__Enunciado__
Transcribe literalmente el fragmento del texto sobre los derechos fundamentales comprendido entre "En un estado" y "en Las Palmas.", ambos incluidos.

__Texto fuente__
□ □ □

“Los países libres son aquellos en los que se respetan los derechos del hombre y donde las leyes, por consiguiente, son justas”. Robespierre.
En un estado de Derecho la sociedad debería tener los mecanismos para evitar colaborar, directa o indirectamente, en la lesión de algunos derechos fundamentales que se cometen a diario. No es así. Da la sensación que algunos de estos derechos los tenemos súper valorados y/o protegidos y, en cambio, otros los olvidamos y/o desprotegemos hasta que a uno mismo o a algún allegado le toca sufrirlo en carnes. Están escritos en nuestra Constitución, bien claros, pero parece que como tantas otras cosas no son más que papel mojado. Quizás como esa justicia comparada que tanto difiere entre unos y otros y que, por mucho que nos adoctrinen para convencernos de su equidad, no se sostiene, como esa otra social que frena un autobús en Madrid con un slogan rastrero y admite a una drag repulsiva parodiando a Cristo con tacones en Las Palmas.
Derechos. (1) “Los españoles son iguales ante la Ley sin que pueda prevalecer discriminación alguna por razón de nacimiento, raza, sexo, religión, opinión o cualquier otra condición o circunstancia personal o social”. ¿De verdad? Todos conocemos ejemplos en los que a unos se les aplica la Ley con rigurosidad y, en cambio, a otros se les concede laxitud o bondad. Contar con resortes políticos o ser poderoso en su concepción más amplia de la palabra posibilita, entre otras cosas, tener un gran equipo de hábiles abogados que pocos pueden contratar y, además, la justicia parece que con demasiada frecuencia se pliega al poder del demandado VIP: Blessa, Rato, Pujols, Infanta, Urdangarín y un largo etcétera a diario lo demuestran. Siempre hubo clases, y en la aplicación de la justicia parece que también, de hecho sus delitos y condenas comparadas con otros casos por todos conocidos producen, como poco, inquietud.

□ □ □

__Bloque de datos__
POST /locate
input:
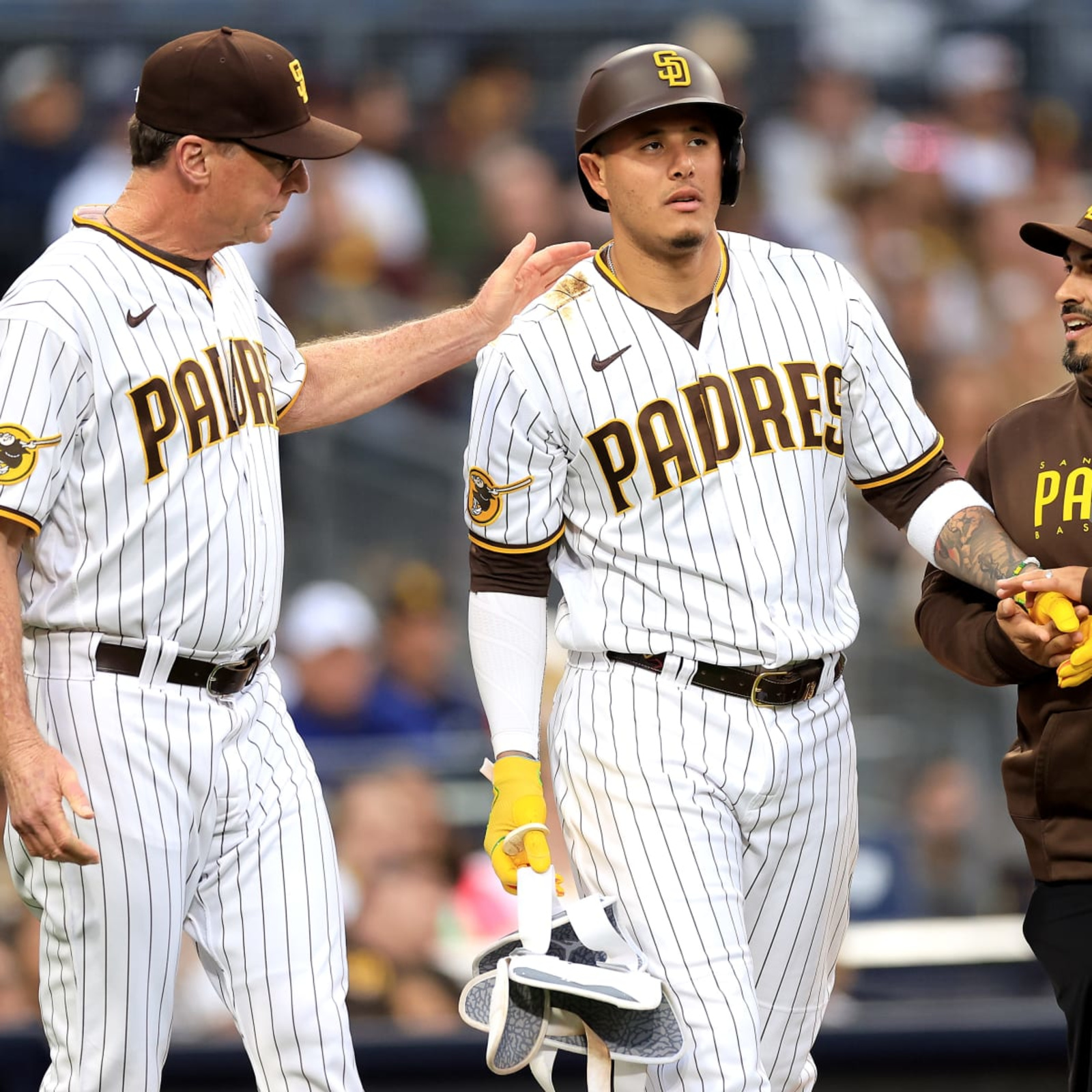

□ □ □

__Respuesta__
En un estado de Derecho la sociedad debería tener los mecanismos para evitar colaborar, directa o indirectamente, en la lesión de algunos derechos fundamentales que se cometen a diario. No es así. Da la sensación que algunos de estos derechos los tenemos súper valorados y/o protegidos y, en cambio, otros los olvidamos y/o desprotegemos hasta que a uno mismo o a algún allegado le toca sufrirlo en carnes. Están escritos en nuestra Constitución, bien claros, pero parece que como tantas otras cosas no son más que papel mojado. Quizás como esa justicia comparada que tanto difiere entre unos y otros y que, por mucho que nos adoctrinen para convencernos de su equidad, no se sostiene, como esa otra social que frena un autobús en Madrid con un slogan rastrero y admite a una drag repulsiva parodiando a Cristo con tacones en Las Palmas.